■ **Your goal**: Output every line of the entries from the line containing "Label the slate" through the last, exactly, with no other content.

■ **Data shown**:
'''

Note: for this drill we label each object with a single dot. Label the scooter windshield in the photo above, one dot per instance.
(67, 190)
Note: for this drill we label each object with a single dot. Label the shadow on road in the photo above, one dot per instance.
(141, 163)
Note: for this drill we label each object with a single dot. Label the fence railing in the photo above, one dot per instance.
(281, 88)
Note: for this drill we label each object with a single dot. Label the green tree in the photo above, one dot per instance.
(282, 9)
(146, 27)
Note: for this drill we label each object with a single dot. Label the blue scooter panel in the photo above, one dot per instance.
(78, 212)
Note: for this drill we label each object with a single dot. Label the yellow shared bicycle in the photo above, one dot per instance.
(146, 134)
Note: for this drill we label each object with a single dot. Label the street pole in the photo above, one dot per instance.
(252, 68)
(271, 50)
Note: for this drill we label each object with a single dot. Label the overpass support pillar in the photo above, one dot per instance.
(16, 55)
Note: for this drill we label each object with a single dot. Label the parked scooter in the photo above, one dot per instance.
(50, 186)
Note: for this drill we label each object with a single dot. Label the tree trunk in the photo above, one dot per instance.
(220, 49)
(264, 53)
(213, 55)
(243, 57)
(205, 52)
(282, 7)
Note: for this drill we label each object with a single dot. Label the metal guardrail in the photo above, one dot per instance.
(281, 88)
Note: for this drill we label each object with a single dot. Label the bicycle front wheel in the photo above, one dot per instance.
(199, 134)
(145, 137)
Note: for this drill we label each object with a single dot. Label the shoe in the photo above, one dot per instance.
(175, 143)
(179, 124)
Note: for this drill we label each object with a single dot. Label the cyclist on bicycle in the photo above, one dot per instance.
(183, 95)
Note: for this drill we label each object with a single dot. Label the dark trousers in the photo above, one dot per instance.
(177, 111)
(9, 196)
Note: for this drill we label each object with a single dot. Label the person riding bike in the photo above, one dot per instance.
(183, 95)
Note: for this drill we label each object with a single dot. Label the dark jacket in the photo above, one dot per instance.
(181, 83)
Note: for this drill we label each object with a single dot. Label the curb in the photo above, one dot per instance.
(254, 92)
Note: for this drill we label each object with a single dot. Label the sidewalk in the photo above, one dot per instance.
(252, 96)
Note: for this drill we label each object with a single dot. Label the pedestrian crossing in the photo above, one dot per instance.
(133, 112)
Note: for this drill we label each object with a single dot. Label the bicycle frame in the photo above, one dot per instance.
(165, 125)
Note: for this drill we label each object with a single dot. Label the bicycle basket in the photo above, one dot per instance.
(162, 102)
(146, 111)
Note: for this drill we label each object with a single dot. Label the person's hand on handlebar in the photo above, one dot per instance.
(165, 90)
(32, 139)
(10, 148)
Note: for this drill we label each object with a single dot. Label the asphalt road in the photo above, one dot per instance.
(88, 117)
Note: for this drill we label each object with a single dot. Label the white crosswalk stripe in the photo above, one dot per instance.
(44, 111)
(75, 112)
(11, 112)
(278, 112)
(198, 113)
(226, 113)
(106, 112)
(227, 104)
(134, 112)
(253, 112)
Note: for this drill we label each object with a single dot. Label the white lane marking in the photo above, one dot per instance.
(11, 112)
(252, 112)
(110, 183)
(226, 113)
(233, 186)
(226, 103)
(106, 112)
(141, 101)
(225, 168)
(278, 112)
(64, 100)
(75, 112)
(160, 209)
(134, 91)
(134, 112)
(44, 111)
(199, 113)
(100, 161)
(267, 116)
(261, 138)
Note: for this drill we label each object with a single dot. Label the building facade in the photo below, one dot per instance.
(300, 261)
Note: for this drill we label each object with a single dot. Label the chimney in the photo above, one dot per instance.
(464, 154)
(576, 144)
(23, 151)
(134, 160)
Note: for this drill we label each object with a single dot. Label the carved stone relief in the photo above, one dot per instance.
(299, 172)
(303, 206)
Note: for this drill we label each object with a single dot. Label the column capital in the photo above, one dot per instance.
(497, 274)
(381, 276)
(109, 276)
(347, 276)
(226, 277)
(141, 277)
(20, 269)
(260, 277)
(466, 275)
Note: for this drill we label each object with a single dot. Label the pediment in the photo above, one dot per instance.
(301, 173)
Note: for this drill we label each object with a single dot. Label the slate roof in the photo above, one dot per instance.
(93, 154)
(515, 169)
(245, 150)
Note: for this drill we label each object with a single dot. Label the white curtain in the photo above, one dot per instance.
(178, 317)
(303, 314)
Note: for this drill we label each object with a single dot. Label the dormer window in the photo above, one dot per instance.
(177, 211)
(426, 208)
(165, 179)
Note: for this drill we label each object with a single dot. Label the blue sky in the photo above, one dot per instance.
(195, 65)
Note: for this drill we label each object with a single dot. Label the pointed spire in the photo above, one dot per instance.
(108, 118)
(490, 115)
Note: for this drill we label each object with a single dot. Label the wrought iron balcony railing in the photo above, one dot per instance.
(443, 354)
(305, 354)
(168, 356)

'''

■ **Final answer**:
Note: for this drill we label each object with a single dot. Label the slate roof in the photo above, one dot per instance.
(93, 154)
(515, 169)
(245, 150)
Note: for this drill we label each object with a single dot. Label the white curtain in the photo above, one dot per instance.
(178, 317)
(303, 314)
Note: for this drill we label each object with a single dot. Label the dormer window in the photo above, one dot per instance.
(177, 211)
(426, 208)
(165, 179)
Note: for this drill we label each object with a single dot. Label the blue sky in the photo above, one dot per instance.
(195, 65)
Note: for this drill we label each object with a single dot. Label the pointed spire in the photo above, one dot per instance.
(108, 118)
(490, 115)
Note: for this drill we label each object with a single dot. Label the wrought iron balcony railing in the photo above, one dot per instance.
(443, 354)
(305, 354)
(168, 356)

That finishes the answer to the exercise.